▶ **Exercice 1**:
Relevez chaque ligne des entrées contenant le mot « dirt » et recopiez-la, en tenant compte de la casse.

▶ **Texte extrait**:
:::::

Madame Bovary c’est l’immeuble
L’entreprise romanesque nécessite le même type de « croyance » que la physique des particules.
A savoir : que les phénomènes observés localement
ont valeur pour l’Univers en son entier.
Un univers clos et en soi
Quand il eut achevé son fameux-célèbre roman Gustave Flaubert s’écria (paraît-il) à propos de son personnage principal : – Madame Bovary c’est moi !
Ici Madame Bovary c’est l’immeuble.
L’immeuble en tant que personnage central d’un roman… c’est pas nouveau ! C’est déjà le cas de Pot-Bouille d’Émile Zola (1882) et de La Vie Mode d’Emploi de Georges Perec (1978). Dans les deux romans cet immeuble mental c’est l’immeuble haussmannien. Caractéristique du Paris du XIXe siècle dont les bâtiments et les larges boulevards sont le fruit de la volonté du saint-simonien Napoléon III et de son préfet Georges Eugène Haussmann. Ce n’est donc pas un hasard si l’illustration en coupe d’Edmond Texier de 1852 (bien connue des lycéens français pour avoir été largement reproduite dans les manuels scolaires) a servi pour la couverture pour les collections de poche des deux écrivains.
L’immeuble est un univers clos et en soi qui permet aux protagonistes du roman de se rencontrer : un village. Comparable au village d’ennui où Gustave Flaubert a placé Madame Bovary. Prison mentale dont elle s’échappe pour rejoindre des amants qui la laissent choir (après consommation). La Prisonnière pourrait d’ailleurs être le titre du roman de Gustave si ce n’était celui d’un volume de A la Recherche du temps perdu de Proust (Marcel). Où Albertine vit quasiment enfermée dans un appartement parisien (de type haussmannien !) sous surveillance étroite du narrateur.
Un laboratoire
L’immeuble est un laboratoire idéal pour observer le comportement humain.
En dictant cela à mon MacBook Air… je pense au roman Les affinités électives où Goethe utilise le modèle d’assemblage des éléments en chimie ! pour expliquer la sexualité de couples « échangistes » ! (intéressé ? se reporter au tableau périodique de Mendeleïev). Pour A bas ! La liberté je préfère me référer au Grand collisionneur de hadrons (accélérateur de particules situé au pays de Gex). L’entreprise romanesque nécessitant le même type de « croyance » que la physique des particules. A savoir : que les phénomènes observés localement ont valeur pour l’Univers entier. De même tout être humain porte en lui une part de l’Humanité entière.

:::::

▶ **Exercice 2**:
Poursuivez le texte sur l'immeuble comme personnage de roman après sa dernière phrase.

▶ **Extraits d'un jeu de données de pointage**:
:::::

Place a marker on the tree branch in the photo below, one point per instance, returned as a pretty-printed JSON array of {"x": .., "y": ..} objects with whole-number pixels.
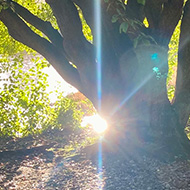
[
  {"x": 22, "y": 33},
  {"x": 135, "y": 10},
  {"x": 153, "y": 10},
  {"x": 170, "y": 16},
  {"x": 182, "y": 92},
  {"x": 76, "y": 46},
  {"x": 41, "y": 25}
]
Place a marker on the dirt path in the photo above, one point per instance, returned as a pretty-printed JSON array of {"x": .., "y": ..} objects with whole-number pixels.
[{"x": 43, "y": 167}]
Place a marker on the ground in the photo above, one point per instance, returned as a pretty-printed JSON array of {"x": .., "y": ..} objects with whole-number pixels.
[{"x": 50, "y": 162}]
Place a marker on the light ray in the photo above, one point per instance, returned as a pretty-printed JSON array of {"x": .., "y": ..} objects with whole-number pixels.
[
  {"x": 97, "y": 16},
  {"x": 98, "y": 50}
]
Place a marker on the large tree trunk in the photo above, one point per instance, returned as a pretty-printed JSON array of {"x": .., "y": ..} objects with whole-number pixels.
[{"x": 133, "y": 87}]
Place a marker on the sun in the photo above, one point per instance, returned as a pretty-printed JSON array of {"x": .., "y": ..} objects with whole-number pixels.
[{"x": 98, "y": 124}]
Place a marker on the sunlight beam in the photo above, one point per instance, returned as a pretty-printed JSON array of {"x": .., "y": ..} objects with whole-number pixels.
[
  {"x": 97, "y": 16},
  {"x": 97, "y": 42}
]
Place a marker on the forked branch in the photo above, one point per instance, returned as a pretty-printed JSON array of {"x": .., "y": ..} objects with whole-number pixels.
[{"x": 44, "y": 26}]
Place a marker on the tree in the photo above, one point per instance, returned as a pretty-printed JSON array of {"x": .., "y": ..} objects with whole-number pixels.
[{"x": 134, "y": 59}]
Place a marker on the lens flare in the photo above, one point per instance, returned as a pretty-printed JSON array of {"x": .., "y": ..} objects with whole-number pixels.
[{"x": 98, "y": 123}]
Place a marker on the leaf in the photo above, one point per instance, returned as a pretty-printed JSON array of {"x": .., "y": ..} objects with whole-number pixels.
[
  {"x": 123, "y": 27},
  {"x": 142, "y": 2}
]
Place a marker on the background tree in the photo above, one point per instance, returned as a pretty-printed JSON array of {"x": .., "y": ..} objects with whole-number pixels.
[{"x": 134, "y": 59}]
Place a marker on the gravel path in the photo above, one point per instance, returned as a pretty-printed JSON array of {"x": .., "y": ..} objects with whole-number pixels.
[{"x": 41, "y": 169}]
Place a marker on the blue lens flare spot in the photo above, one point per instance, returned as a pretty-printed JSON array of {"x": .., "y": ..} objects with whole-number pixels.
[
  {"x": 155, "y": 69},
  {"x": 154, "y": 56}
]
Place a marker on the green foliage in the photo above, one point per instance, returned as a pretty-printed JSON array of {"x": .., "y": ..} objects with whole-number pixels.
[
  {"x": 172, "y": 61},
  {"x": 85, "y": 28},
  {"x": 24, "y": 104},
  {"x": 65, "y": 114}
]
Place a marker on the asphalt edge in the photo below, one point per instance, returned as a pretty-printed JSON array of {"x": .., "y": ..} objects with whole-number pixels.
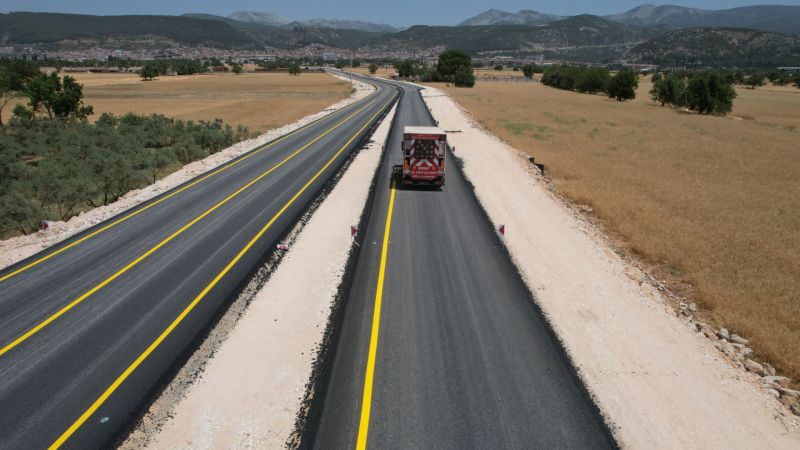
[
  {"x": 57, "y": 245},
  {"x": 575, "y": 372},
  {"x": 258, "y": 274},
  {"x": 313, "y": 402}
]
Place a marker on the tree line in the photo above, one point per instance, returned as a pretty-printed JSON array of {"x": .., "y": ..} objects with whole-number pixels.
[
  {"x": 453, "y": 66},
  {"x": 706, "y": 92},
  {"x": 54, "y": 163}
]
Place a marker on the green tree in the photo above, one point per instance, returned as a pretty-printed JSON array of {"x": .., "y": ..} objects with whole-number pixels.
[
  {"x": 19, "y": 212},
  {"x": 464, "y": 77},
  {"x": 60, "y": 99},
  {"x": 407, "y": 68},
  {"x": 148, "y": 72},
  {"x": 622, "y": 86},
  {"x": 13, "y": 76},
  {"x": 453, "y": 61},
  {"x": 527, "y": 70},
  {"x": 709, "y": 93},
  {"x": 754, "y": 80},
  {"x": 669, "y": 91},
  {"x": 593, "y": 80},
  {"x": 62, "y": 184}
]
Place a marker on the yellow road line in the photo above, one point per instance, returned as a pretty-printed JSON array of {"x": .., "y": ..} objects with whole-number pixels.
[
  {"x": 165, "y": 241},
  {"x": 366, "y": 401},
  {"x": 162, "y": 199},
  {"x": 138, "y": 361}
]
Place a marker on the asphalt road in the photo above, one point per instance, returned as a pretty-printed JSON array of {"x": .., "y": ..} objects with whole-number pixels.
[
  {"x": 463, "y": 359},
  {"x": 87, "y": 331}
]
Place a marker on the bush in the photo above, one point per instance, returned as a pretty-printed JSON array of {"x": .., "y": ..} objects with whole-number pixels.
[
  {"x": 52, "y": 169},
  {"x": 452, "y": 62},
  {"x": 464, "y": 77},
  {"x": 593, "y": 80},
  {"x": 669, "y": 91},
  {"x": 709, "y": 93},
  {"x": 527, "y": 70},
  {"x": 622, "y": 86}
]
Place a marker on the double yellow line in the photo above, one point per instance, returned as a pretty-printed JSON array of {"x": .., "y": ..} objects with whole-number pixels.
[
  {"x": 63, "y": 310},
  {"x": 366, "y": 401},
  {"x": 164, "y": 334},
  {"x": 166, "y": 197}
]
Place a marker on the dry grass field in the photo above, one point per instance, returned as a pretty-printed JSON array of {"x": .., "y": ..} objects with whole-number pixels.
[
  {"x": 712, "y": 201},
  {"x": 260, "y": 101}
]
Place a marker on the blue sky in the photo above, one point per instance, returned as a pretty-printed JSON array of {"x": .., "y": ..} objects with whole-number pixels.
[{"x": 393, "y": 12}]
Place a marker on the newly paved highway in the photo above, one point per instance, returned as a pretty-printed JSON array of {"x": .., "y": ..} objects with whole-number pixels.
[
  {"x": 90, "y": 327},
  {"x": 457, "y": 356}
]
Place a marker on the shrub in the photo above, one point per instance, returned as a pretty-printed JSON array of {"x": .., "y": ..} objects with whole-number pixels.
[
  {"x": 709, "y": 93},
  {"x": 622, "y": 86}
]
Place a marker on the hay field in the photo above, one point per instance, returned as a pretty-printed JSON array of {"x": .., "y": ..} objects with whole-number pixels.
[
  {"x": 260, "y": 101},
  {"x": 712, "y": 201}
]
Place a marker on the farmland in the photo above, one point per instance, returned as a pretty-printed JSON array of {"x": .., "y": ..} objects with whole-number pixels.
[
  {"x": 711, "y": 203},
  {"x": 258, "y": 101}
]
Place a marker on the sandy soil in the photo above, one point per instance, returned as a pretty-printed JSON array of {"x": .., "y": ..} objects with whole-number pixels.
[
  {"x": 18, "y": 248},
  {"x": 250, "y": 391},
  {"x": 659, "y": 384}
]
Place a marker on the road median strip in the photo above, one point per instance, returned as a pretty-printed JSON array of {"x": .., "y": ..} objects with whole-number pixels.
[
  {"x": 152, "y": 347},
  {"x": 191, "y": 184},
  {"x": 16, "y": 342}
]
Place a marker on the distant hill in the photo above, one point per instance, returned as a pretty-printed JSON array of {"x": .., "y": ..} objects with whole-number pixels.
[
  {"x": 273, "y": 20},
  {"x": 498, "y": 17},
  {"x": 720, "y": 46},
  {"x": 73, "y": 31},
  {"x": 359, "y": 25},
  {"x": 260, "y": 17},
  {"x": 782, "y": 19},
  {"x": 583, "y": 38},
  {"x": 51, "y": 28},
  {"x": 566, "y": 38}
]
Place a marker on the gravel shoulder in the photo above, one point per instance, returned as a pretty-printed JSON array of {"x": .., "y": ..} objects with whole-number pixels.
[
  {"x": 248, "y": 394},
  {"x": 16, "y": 249},
  {"x": 658, "y": 383}
]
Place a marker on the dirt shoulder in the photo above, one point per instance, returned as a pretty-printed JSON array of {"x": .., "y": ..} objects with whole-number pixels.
[
  {"x": 659, "y": 384},
  {"x": 249, "y": 393}
]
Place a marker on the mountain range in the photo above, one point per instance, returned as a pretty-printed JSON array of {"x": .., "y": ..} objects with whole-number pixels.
[
  {"x": 777, "y": 18},
  {"x": 337, "y": 24},
  {"x": 645, "y": 34}
]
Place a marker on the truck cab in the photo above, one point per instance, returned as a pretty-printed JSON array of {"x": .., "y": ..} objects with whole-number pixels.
[{"x": 424, "y": 151}]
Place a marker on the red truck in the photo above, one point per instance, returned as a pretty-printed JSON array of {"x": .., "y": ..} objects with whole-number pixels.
[{"x": 424, "y": 150}]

:::::

▶ **Réponse attendue 1**:
Place a marker on the dirt path in the photo above, one point per instance, returned as a pretty-printed JSON array of {"x": .., "y": ..} objects with whole-number pixels.
Place a marker on the dirt shoulder in the photo above, one point per instance, returned as a pretty-printed JSON array of {"x": .., "y": ..} objects with whole-number pixels.

▶ **Réponse attendue 2**:
Du point de vue des personnages l’immeuble fonctionne comme une souricière. Les appartements sont des cages. L’empilement des étages un zoo humain. Dans Pot-Bouille le personnage qui assure le lien entre les différents personnages n’est pas le concierge (gardien du Zoo) mais un certain Octave Mouret. Motif : pour assouvir son besoin d’exister (sexuellement et socialement) Octave part à la recherche de relations-cul dans tout le bâtiment. Application scrupuleuse de la publicité apposée sur les façades des constructions de cette époque : Gaz et électricité à tous les étages.
Haïs de tout l’immeuble parce qu’il « écrit des cochonneries sur les gens comme il faut » un habitant du deuxième retient l’attention (Profession = écrivain). On apprend du concierge – monsieur Gourd – qu’il a déjà puisé son inspiration dans les déboires de monsieur Duveyrier. Propriétaire de l’immeuble. Ce qui laisse supposer qu’il est en train d’écrire « en temps réel » les événements se déroulant dans le bouquin. On notera qu’il est le seul protagoniste dont on ignore le nom. Et pour cause : il s’appelle Zola. Prénom : Emile. C’est l’auteur !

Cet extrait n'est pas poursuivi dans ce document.